Palingvissen in zeewater |
Een zeepaling (niet te verwarren met conger) is een
geduchte rover die zowat op alles jaagt wat in zijn formaat bek past.
Favoriet zijn zeepieren en zager gevolgd door visjes, steurkrab, krab, meshelften, of reepjes vis.
In zee levende paling is niet echt een zeevissoort, maar een gewone
paling die om een of andere reden besloten heeft om niet naar zoetwater
te trekken of aan de grote paaitrek wil beginnen.
Paling kan je zowat overal langs de Belgische kust vangen Ook in
Nederland komt de paling algemeen voor. Hoe noordelijker echter hoe
sporadisch. Verder komen ze op sommige plaatsen talrijker voor dan
elders. Recente info kan je vaak vinden op zeevisklub sites. Via
vangstmeldingen krijg je hier info over de vaak betere plaatsen en waar
ze op het moment bijten.
Het seizoen voor paling begint ongeveer in de tweede helft van maart en
loopt tot begin winter.
De paling vangen we vooral 's nachts, maar bij troebele zee en bewolkt
weer ook overdag. Bovendien houdt de paling van stroming. De periode van
opkomend en afgaand tij verdienen dan ook de voorkeur.
Hengel materiaal:
Een speciale zee palinghengel bestaat er niet. De paling wordt aan
hetzelfde materiaal gevangen waarmee we ook andere zeevis vangen.
Vanaf de kant betekend dat een stevige strandwerphengel tussen de 4 en
4.5 meter, en een snelle en sterke werpmolen met een draad tussen
30 en 40/00 nylon of vergelijkbare gevlochten draad.

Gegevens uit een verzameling
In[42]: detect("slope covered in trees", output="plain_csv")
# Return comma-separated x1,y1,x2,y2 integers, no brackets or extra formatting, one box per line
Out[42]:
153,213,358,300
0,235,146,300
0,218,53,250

◆ **Korte opdracht 1**
Schrijf uit de tekst over palingvissen in zeewater alles van "Favoriet zijn zeepieren" tot en met "het moment bijten." opnieuw uit en verwissel daarbij "zeevisklub sites" voor "visforums".
◆ **Korte opdracht 2**
Van wanneer tot wanneer loopt het seizoen voor paling volgens de tekst over palingvissen in zeewater?

◆ **Uitkomst oefening 1**
Favoriet zijn zeepieren en zager gevolgd door visjes, steurkrab, krab, meshelften, of reepjes vis.
In zee levende paling is niet echt een zeevissoort, maar een gewone
paling die om een of andere reden besloten heeft om niet naar zoetwater
te trekken of aan de grote paaitrek wil beginnen.
Paling kan je zowat overal langs de Belgische kust vangen Ook in
Nederland komt de paling algemeen voor. Hoe noordelijker echter hoe
sporadisch. Verder komen ze op sommige plaatsen talrijker voor dan
elders. Recente info kan je vaak vinden op visforums. Via
vangstmeldingen krijg je hier info over de vaak betere plaatsen en waar
ze op het moment bijten.

◆ **Uitkomst oefening 2**
Van ongeveer de tweede helft van maart tot begin winter.